## Exercise description
Extract each line of the data below that contains the word "foliage", and copy those lines in full.

# Start of Provided data

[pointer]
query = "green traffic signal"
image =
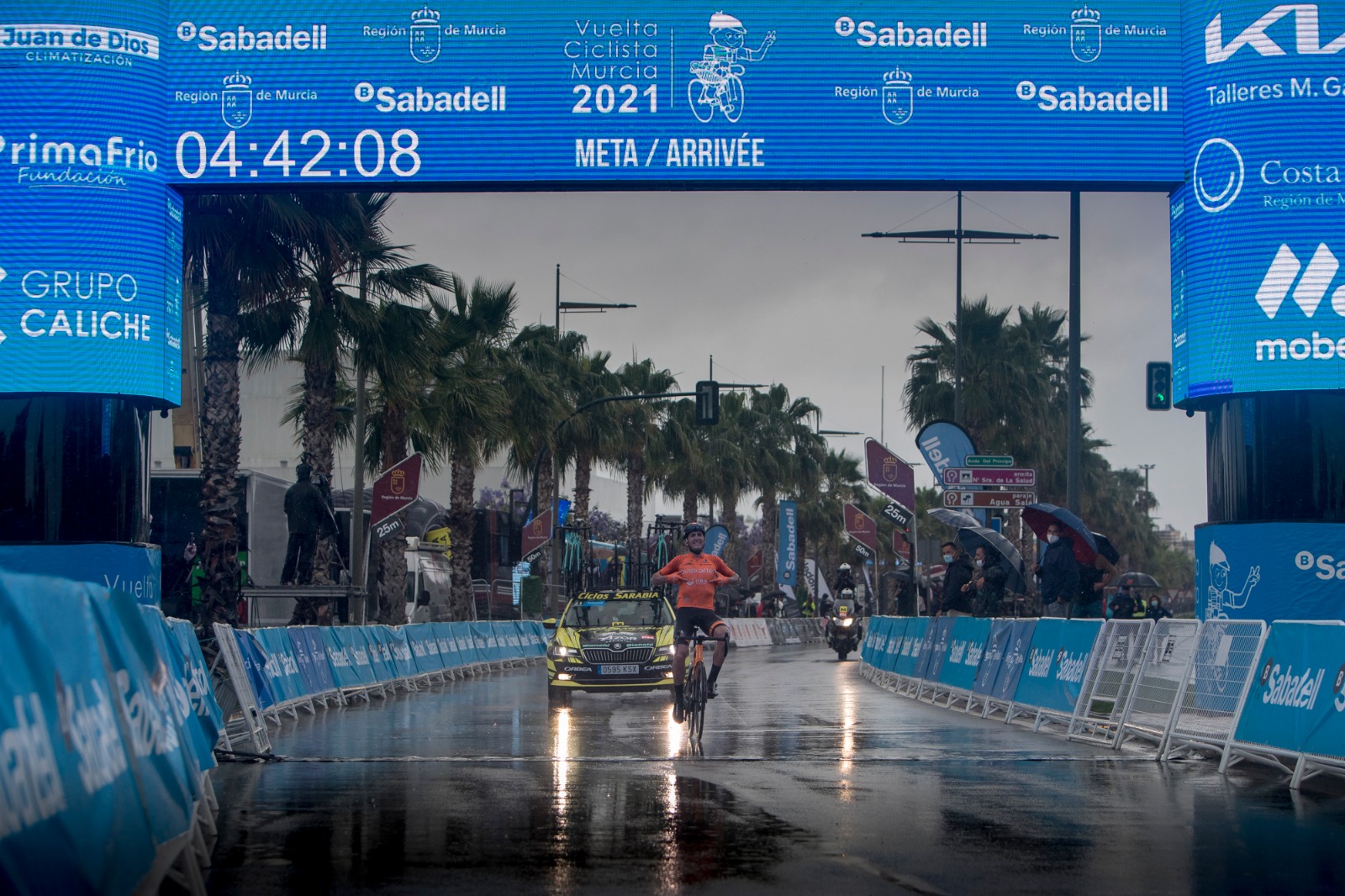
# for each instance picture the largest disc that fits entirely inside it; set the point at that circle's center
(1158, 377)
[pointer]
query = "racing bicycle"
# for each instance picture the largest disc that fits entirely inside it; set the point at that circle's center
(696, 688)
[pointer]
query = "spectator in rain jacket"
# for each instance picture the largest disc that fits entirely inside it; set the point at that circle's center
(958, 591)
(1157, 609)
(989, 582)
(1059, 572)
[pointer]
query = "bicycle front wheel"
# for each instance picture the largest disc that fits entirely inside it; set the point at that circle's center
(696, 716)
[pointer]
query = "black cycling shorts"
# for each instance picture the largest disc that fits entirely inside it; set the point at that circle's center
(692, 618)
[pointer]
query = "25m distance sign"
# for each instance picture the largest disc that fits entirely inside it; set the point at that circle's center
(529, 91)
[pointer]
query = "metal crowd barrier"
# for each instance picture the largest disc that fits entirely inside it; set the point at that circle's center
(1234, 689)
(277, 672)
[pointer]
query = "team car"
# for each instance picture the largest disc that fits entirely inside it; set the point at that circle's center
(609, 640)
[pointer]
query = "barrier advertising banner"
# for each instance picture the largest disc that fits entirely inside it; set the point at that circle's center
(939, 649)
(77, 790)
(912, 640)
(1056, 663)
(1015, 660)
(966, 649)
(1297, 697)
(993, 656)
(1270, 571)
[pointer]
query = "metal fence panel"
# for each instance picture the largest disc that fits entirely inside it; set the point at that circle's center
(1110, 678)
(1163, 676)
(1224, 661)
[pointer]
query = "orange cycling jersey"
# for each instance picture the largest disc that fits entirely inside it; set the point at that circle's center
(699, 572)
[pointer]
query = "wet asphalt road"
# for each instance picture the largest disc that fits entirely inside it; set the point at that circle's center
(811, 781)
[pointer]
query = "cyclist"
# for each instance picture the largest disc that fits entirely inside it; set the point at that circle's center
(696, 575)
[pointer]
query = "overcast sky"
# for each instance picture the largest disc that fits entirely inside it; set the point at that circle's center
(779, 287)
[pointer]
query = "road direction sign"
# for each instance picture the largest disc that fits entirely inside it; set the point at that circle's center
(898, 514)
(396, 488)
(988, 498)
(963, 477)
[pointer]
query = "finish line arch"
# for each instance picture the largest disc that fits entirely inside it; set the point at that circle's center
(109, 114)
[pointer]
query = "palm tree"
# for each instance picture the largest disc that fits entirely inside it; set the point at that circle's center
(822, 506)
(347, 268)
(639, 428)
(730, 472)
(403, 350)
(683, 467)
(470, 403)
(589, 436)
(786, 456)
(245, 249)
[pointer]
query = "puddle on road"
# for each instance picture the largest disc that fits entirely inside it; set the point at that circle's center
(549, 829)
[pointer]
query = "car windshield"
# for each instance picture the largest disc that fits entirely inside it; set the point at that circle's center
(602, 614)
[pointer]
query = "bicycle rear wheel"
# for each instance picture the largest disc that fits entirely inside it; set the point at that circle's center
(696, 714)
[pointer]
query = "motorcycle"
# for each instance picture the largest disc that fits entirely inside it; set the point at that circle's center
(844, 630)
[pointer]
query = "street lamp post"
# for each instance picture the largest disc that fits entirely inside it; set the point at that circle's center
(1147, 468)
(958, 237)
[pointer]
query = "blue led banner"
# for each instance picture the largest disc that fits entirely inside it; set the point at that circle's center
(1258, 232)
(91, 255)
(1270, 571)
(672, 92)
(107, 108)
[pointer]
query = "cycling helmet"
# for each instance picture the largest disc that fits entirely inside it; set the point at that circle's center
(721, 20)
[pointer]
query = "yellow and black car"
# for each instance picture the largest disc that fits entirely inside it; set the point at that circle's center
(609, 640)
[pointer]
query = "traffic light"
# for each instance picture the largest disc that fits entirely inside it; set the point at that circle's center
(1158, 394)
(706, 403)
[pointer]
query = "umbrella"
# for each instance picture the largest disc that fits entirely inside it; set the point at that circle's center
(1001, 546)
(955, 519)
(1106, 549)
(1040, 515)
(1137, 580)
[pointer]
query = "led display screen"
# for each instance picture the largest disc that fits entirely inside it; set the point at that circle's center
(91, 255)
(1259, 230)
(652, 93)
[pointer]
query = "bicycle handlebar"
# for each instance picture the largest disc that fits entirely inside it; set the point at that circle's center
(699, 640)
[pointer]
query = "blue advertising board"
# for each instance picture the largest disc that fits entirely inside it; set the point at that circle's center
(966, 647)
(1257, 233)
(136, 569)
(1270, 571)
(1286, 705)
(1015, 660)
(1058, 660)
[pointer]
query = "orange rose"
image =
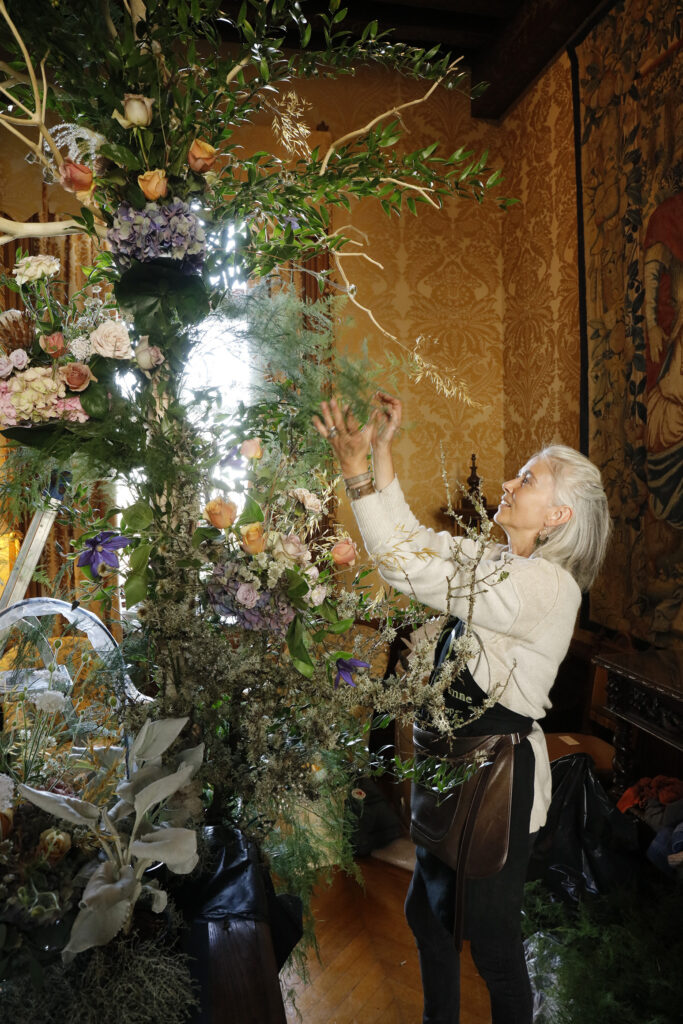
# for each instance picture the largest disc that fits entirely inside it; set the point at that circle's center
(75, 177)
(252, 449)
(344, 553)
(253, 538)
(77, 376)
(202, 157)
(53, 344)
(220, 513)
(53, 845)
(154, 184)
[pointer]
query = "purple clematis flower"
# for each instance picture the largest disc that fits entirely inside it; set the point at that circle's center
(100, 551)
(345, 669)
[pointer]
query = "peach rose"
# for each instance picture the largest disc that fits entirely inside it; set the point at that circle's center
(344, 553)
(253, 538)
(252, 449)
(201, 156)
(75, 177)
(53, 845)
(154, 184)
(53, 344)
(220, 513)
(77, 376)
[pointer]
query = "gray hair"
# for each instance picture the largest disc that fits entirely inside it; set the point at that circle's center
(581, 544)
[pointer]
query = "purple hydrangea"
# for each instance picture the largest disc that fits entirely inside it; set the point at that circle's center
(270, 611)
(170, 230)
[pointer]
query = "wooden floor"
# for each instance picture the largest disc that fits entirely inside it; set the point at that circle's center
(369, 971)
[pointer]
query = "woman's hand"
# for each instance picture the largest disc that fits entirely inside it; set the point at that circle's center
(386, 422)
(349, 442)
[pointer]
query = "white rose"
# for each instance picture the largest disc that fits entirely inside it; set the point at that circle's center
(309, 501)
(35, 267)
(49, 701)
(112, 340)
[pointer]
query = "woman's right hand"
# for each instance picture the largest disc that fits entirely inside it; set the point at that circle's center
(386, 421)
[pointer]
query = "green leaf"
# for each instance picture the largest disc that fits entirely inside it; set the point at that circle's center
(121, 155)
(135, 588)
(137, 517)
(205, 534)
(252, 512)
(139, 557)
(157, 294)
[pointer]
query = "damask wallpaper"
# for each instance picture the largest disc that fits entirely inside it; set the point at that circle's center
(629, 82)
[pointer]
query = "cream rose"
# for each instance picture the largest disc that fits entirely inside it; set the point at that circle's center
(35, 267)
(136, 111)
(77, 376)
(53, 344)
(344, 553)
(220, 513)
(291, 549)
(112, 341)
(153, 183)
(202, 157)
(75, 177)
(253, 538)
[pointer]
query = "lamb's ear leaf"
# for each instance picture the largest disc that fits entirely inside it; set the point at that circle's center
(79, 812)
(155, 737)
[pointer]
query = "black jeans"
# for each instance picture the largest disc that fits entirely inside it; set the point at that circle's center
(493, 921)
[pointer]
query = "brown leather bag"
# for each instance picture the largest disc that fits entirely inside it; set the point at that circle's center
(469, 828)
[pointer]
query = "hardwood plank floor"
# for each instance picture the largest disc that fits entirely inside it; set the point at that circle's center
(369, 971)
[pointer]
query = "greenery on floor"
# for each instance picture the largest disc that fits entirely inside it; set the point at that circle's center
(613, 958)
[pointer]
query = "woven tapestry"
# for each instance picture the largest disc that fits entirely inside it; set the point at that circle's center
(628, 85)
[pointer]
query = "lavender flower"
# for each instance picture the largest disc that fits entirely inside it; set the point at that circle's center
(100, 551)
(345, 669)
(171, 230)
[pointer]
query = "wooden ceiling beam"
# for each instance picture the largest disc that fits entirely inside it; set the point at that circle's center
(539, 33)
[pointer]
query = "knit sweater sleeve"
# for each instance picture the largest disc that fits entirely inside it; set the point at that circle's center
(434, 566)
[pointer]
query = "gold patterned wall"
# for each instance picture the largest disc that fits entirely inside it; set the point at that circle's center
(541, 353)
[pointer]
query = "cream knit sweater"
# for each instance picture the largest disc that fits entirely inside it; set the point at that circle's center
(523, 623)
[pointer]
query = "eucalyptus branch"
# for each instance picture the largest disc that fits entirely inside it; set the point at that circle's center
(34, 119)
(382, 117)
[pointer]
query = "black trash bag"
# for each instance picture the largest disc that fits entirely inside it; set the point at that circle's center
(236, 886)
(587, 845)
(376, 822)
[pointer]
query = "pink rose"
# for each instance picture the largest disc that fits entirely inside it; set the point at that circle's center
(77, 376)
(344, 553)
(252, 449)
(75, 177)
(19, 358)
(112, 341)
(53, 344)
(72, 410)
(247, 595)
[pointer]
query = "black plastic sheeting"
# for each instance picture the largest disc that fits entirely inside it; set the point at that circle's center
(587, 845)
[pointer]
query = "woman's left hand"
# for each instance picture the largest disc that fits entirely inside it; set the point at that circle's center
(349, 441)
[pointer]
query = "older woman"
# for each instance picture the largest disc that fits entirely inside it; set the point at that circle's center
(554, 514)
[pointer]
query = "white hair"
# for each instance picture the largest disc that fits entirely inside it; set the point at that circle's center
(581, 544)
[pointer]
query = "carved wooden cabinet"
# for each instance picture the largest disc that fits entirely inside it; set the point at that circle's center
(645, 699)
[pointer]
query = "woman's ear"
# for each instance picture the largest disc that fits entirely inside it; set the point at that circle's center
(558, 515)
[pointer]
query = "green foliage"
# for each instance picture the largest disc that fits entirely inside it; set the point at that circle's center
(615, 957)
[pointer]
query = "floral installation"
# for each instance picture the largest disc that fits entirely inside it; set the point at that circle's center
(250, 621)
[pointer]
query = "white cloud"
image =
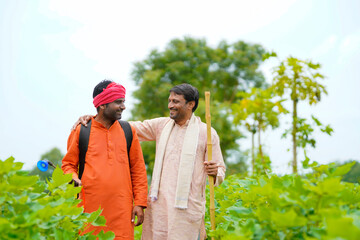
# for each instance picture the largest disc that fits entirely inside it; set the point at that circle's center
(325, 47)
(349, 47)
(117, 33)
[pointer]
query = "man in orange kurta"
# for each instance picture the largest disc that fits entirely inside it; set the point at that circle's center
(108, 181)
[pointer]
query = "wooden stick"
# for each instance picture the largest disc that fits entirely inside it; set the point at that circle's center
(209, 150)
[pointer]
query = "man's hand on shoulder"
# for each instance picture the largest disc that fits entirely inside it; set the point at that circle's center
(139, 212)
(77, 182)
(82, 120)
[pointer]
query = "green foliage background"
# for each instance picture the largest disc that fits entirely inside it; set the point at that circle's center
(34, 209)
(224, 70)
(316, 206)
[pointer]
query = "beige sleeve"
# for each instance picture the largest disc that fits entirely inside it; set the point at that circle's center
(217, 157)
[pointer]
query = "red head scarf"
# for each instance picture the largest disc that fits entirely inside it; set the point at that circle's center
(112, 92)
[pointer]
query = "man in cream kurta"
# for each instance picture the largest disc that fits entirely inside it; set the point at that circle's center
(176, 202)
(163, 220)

# End of Provided data

## Exercise result
query = "green foliage"
query = "green foliage background"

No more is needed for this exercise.